» To do:
Copy the lines of the records below, from the line with "the vertical blind." up to and including the line with "(263, 174), (299, 215)".

(begin)

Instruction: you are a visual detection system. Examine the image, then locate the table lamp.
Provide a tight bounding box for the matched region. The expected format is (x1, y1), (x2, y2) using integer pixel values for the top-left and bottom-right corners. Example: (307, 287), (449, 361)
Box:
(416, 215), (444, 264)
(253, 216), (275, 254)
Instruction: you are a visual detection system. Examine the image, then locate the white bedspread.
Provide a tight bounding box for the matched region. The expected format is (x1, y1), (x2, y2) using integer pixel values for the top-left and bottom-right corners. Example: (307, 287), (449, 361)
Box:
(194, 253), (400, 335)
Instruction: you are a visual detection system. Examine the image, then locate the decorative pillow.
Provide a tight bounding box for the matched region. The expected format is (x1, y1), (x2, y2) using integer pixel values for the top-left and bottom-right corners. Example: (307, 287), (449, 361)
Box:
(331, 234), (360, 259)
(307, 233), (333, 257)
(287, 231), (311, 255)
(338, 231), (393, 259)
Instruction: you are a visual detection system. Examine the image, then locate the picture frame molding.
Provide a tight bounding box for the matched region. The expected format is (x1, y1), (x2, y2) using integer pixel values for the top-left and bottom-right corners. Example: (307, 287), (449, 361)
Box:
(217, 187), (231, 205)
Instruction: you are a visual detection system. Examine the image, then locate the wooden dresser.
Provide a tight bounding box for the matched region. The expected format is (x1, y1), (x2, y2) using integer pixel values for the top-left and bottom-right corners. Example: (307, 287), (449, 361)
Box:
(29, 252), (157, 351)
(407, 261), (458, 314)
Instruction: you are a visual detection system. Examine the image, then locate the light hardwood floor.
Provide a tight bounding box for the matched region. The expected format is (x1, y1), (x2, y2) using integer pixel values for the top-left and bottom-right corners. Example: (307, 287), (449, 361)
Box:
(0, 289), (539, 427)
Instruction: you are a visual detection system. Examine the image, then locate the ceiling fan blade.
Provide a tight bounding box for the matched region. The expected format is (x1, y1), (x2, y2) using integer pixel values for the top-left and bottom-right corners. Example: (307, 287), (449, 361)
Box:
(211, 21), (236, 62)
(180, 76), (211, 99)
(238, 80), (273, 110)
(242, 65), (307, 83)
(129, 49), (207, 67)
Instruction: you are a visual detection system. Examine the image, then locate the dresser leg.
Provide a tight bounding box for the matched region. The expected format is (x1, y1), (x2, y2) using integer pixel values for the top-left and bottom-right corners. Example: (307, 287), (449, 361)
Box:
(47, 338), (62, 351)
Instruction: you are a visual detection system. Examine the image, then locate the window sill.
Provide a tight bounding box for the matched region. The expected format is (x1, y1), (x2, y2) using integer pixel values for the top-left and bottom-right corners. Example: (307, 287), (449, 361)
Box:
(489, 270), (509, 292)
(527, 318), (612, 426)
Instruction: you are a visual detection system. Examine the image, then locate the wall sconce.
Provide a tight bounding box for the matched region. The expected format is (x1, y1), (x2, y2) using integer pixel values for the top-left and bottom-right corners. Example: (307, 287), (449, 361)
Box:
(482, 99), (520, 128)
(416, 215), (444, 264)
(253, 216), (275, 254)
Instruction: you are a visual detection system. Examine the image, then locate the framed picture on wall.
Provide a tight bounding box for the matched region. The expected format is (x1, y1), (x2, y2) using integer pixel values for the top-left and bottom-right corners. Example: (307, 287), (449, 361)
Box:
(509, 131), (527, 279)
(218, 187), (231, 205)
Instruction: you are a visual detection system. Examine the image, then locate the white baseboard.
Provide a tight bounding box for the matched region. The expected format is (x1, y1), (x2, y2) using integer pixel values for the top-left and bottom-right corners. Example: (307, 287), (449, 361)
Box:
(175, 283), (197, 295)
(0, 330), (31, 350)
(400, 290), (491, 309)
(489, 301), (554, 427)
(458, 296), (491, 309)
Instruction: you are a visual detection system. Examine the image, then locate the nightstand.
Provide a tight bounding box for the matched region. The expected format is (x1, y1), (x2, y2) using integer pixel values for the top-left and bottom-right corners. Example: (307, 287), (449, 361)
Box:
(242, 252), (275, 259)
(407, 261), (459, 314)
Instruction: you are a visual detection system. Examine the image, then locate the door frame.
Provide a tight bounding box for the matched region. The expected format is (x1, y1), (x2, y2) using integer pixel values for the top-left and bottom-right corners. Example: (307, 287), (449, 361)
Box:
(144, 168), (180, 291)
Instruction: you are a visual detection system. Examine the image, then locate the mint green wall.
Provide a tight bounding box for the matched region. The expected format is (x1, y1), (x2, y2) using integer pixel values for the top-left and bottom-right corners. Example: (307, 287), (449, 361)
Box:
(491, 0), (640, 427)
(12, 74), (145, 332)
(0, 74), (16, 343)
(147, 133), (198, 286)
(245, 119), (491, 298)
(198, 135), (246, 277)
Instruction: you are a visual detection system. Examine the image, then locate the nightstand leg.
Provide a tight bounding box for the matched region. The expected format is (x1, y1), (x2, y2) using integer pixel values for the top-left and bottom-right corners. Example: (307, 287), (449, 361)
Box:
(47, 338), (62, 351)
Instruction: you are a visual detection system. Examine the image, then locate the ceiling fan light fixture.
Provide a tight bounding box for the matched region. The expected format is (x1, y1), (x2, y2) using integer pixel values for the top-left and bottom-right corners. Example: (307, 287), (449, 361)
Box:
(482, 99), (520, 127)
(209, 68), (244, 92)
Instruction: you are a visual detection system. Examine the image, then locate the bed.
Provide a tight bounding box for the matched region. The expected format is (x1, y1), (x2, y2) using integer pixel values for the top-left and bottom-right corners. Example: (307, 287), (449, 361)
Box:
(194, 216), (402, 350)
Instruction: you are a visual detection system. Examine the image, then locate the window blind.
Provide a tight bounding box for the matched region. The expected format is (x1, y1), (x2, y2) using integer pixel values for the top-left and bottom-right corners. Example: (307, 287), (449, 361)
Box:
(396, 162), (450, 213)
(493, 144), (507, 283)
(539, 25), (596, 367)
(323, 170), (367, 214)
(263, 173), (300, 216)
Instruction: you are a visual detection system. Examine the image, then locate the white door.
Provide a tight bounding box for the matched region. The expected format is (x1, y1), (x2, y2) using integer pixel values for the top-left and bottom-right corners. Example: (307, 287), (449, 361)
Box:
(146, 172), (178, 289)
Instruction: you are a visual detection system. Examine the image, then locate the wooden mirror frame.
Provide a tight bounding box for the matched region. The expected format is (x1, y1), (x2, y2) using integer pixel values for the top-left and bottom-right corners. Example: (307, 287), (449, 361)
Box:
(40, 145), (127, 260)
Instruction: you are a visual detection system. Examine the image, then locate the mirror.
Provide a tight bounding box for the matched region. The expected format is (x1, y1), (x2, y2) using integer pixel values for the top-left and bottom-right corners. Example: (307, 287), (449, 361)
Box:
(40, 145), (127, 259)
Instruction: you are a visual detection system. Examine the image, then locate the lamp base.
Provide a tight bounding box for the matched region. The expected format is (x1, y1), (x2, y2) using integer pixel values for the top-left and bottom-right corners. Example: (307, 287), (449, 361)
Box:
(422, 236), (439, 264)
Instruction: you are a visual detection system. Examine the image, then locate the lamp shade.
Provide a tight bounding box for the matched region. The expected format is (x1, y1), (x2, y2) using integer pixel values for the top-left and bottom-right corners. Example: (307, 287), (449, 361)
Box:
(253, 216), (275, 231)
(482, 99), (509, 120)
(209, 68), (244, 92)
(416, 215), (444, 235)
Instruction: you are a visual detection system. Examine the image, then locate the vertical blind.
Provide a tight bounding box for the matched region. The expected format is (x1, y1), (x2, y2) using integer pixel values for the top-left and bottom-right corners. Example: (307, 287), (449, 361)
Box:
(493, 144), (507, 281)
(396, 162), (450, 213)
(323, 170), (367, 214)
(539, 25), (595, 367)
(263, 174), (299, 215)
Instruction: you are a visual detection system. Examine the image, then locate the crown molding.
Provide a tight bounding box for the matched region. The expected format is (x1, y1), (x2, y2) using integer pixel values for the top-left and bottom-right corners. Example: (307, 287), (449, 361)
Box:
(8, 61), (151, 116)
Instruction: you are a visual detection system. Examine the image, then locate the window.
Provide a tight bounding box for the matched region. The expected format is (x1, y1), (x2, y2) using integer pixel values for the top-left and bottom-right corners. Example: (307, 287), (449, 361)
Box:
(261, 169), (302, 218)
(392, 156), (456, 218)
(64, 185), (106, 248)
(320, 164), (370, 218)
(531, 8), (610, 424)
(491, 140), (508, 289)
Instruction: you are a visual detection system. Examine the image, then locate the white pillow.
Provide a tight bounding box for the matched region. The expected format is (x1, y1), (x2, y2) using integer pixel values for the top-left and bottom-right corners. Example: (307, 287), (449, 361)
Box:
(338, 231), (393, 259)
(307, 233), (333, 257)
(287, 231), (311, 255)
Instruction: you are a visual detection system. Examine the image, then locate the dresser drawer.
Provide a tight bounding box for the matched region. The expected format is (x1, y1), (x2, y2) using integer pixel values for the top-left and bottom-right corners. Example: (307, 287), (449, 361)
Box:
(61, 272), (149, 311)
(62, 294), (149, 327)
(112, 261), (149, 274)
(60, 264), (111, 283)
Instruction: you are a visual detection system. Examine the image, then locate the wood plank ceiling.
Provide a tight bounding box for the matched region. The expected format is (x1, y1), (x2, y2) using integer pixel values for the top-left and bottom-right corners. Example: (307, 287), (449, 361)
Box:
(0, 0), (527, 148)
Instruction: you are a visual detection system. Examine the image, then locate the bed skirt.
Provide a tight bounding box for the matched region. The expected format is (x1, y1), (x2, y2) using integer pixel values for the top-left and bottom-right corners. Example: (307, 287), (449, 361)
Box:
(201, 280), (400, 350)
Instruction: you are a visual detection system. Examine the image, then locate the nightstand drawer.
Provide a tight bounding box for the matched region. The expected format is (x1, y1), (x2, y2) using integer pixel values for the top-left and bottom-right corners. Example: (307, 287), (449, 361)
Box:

(end)

» Worked solution:
Instruction: you are a visual detection system. Examine the image, then locate the vertical blind.
Provide a tight bounding box for the matched region. The expected format is (x1, y1), (x2, y2) using integer pixel values for the top-left and bottom-right corners. Example: (307, 287), (449, 361)
Box:
(493, 144), (507, 281)
(396, 162), (450, 213)
(323, 170), (367, 214)
(539, 25), (595, 367)
(263, 174), (299, 215)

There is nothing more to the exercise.